*** Fonte ***
Sou uma workaholic declarada e confessa. Outro dia, fui fazer um teste virtual, para medir o meu grau de “demasia” no trabalho, e fiquei contente, ainda estou apenas no grupo de risco... Isso, naturalmente, porque, na pergunta: "você trabalha mais de 45 horas por semana", eu respondi apenas com um simples sim (era sim ou não). Detalhasse eu mais, dizendo que trabalho cerca de 105 horas semanais, queria ver se eu continuaria dentro da categoria do "ainda razoável"... risos.
Não foi sempre assim, lógico. Quando eu advogava, queria sair logo do trabalho e não pensar mais nele... sem falar que tive um problema de rim e um começo de úlcera nervosa... Mas, depois que eu abandonei o jurídico pelo literário, não só a palavra paroxítona mudou... Começa que, para se ganhar o sustento diário, é preciso não rejeitar trabalho (ao contrário, dar graças a deus quando aparecem vários, aproveitar a chance, porque pode haver enormes períodos de calmaria); não dá para se “especializar” em um estilo único, porque, na falta de oportunidades em um terreno, embrenha-se por outro; por fim, quando se trata de literatura, se você pára de escrever para se divertir lendo, a leitura gera idéias, e aí você anotar um insight, e acaba trabalhando no texto, em seu horário de lazer-leitura. Trabalhar no que se adora, no que se tem paixão é "descansar carregando pedras", mesmo que sejam pedras cenográficas, feitas de espumas. De qualquer modo, no ato de precisar carregá-las, mesmo por hobby, já se descaracteriza o ócio.
***
Objetivo 1
Localize nos registros abaixo todas as linhas que contêm a palavra "building" e copie cada uma delas.
*** Dados disponíveis ***
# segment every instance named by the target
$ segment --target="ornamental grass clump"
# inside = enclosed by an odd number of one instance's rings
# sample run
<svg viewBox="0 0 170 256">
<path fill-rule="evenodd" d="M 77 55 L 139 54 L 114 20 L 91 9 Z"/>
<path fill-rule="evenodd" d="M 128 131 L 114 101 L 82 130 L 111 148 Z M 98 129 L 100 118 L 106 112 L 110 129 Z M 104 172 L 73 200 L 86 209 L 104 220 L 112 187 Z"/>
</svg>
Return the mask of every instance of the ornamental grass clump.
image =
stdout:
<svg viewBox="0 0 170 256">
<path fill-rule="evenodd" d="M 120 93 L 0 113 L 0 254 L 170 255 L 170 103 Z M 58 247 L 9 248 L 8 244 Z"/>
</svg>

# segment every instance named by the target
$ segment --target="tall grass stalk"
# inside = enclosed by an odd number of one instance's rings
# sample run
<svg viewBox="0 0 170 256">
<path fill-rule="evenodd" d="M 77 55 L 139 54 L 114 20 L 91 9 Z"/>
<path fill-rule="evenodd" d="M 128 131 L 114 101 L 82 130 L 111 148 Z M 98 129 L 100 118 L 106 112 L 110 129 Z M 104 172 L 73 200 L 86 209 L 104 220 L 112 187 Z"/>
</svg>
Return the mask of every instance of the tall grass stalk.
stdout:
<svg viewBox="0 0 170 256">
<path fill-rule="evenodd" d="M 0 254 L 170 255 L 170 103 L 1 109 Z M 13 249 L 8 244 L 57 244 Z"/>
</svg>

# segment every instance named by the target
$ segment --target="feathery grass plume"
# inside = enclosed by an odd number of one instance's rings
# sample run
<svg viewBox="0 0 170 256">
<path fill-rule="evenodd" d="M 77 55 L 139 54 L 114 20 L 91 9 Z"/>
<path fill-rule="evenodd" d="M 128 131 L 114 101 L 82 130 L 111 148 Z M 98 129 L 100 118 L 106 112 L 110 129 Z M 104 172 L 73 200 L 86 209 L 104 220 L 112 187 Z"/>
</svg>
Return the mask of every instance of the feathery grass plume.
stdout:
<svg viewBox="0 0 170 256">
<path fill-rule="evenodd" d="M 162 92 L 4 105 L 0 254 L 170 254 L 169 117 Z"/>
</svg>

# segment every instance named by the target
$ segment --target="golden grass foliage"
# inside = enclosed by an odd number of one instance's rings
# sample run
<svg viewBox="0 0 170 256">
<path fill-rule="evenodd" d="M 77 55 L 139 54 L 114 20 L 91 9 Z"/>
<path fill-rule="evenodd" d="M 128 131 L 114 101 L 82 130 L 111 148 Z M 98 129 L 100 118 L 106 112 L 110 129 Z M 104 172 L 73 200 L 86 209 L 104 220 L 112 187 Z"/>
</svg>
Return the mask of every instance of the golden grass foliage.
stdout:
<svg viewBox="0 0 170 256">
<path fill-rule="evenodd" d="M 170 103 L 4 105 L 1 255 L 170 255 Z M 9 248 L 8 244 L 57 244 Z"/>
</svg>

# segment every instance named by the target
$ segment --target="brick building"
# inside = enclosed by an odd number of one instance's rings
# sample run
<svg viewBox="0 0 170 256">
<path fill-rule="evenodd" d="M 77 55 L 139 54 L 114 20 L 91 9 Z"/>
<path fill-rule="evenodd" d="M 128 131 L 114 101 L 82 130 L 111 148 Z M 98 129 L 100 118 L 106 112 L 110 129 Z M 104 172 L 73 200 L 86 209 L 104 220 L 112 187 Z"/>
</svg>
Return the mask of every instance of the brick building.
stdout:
***
Objetivo 2
Imprima na íntegra, sem qualquer alteração, o texto acima sobre o excesso de trabalho.

Saída do exercício 1
$ segment --target="brick building"
Return the mask of every instance of the brick building.

Saída do exercício 2
Sou uma workaholic declarada e confessa. Outro dia, fui fazer um teste virtual, para medir o meu grau de “demasia” no trabalho, e fiquei contente, ainda estou apenas no grupo de risco... Isso, naturalmente, porque, na pergunta: "você trabalha mais de 45 horas por semana", eu respondi apenas com um simples sim (era sim ou não). Detalhasse eu mais, dizendo que trabalho cerca de 105 horas semanais, queria ver se eu continuaria dentro da categoria do "ainda razoável"... risos.
Não foi sempre assim, lógico. Quando eu advogava, queria sair logo do trabalho e não pensar mais nele... sem falar que tive um problema de rim e um começo de úlcera nervosa... Mas, depois que eu abandonei o jurídico pelo literário, não só a palavra paroxítona mudou... Começa que, para se ganhar o sustento diário, é preciso não rejeitar trabalho (ao contrário, dar graças a deus quando aparecem vários, aproveitar a chance, porque pode haver enormes períodos de calmaria); não dá para se “especializar” em um estilo único, porque, na falta de oportunidades em um terreno, embrenha-se por outro; por fim, quando se trata de literatura, se você pára de escrever para se divertir lendo, a leitura gera idéias, e aí você anotar um insight, e acaba trabalhando no texto, em seu horário de lazer-leitura. Trabalhar no que se adora, no que se tem paixão é "descansar carregando pedras", mesmo que sejam pedras cenográficas, feitas de espumas. De qualquer modo, no ato de precisar carregá-las, mesmo por hobby, já se descaracteriza o ócio.